[Opening Quoted passage section]

The IRS has released Announcement 2014-15 indicating it will withdraw proposed regulations and will revise Publication 590 to limit tax-free IRA rollovers to one-per-year on an aggregate basis under Code Section 408(d)(3)(B).
Code Section 408(d)(3)(B) provides generally that any amount distributed from an IRA will not be included in the gross income of the distributee to the extent the amount is paid into an IRA for the benefit of the distributee no later than 60 days after the distributee receives the distribution. Prior guidance interpreted Code Section 408(d)(3)(B) to limit IRA rollovers to one-per-year on an IRA-by-IRA basis.
The Announcement follows the Tax Court’s opinion in Bobrow v. Commissioner, T.C. Memo 2014-21 which held that the one-per-year limitation applies on an aggregate basis, meaning that an individual could not make an IRA-to-IRA rollover if he or she had made such a rollover involving any of the individual’s IRAs in the preceding 1-year period. However, in order to allow IRA trustees to make changes in the processing of IRA rollovers, the IRS will not apply the new interpretation until January 1, 2015. The Announcement will also not affect the ability of an IRA owner to transfer funds from one IRA trustee directly to another as such a transfer is not a rollover.

[Closing Quoted passage section]

Work to complete =
[a] Copy the stretch of the IRA rollover passage from "Code Section 408(d)(3)(B) provides" through "an IRA-by-IRA basis.", word for word.
[b] Condense the paragraph of the IRA rollover passage that begins "The Announcement follows the Tax Court’s opinion" into a short bulleted list that keeps its main facts.

[Opening Entries supplied section]

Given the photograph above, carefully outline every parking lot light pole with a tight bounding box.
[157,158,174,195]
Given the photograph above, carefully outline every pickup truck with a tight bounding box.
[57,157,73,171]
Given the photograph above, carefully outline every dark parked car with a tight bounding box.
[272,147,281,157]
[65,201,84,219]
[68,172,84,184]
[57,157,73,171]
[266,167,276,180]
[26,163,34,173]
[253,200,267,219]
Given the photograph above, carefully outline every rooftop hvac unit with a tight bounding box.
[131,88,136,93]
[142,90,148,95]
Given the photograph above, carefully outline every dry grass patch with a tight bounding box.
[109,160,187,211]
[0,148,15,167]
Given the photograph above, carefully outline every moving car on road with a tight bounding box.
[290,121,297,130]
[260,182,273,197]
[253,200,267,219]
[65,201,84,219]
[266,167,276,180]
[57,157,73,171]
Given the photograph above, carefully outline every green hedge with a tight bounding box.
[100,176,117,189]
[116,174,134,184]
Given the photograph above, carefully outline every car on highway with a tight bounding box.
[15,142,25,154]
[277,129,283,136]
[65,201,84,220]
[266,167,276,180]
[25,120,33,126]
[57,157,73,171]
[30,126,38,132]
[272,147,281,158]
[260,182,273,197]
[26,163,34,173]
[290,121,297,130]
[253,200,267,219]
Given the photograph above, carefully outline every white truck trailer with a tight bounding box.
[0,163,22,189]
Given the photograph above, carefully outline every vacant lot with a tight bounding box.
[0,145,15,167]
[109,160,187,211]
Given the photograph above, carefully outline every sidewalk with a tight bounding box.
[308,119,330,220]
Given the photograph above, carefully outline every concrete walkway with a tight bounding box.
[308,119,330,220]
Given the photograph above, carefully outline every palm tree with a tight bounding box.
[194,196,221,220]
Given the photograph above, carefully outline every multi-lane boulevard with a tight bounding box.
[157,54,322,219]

[Closing Entries supplied section]

Answer list =
[a]
Code Section 408(d)(3)(B) provides generally that any amount distributed from an IRA will not be included in the gross income of the distributee to the extent the amount is paid into an IRA for the benefit of the distributee no later than 60 days after the distributee receives the distribution. Prior guidance interpreted Code Section 408(d)(3)(B) to limit IRA rollovers to one-per-year on an IRA-by-IRA basis.

[b]
- The Announcement follows the Tax Court's opinion in Bobrow v. Commissioner, T.C. Memo 2014-21.
- That opinion held that the one-per-year limitation applies on an aggregate basis. An individual cannot make an IRA-to-IRA rollover after making one involving any of their IRAs in the preceding 1-year period.
- The IRS will not apply the new interpretation until January 1, 2015, so IRA trustees can change how they process IRA rollovers.
- An IRA owner can still transfer funds directly from one IRA trustee to another, because such a transfer is not a rollover.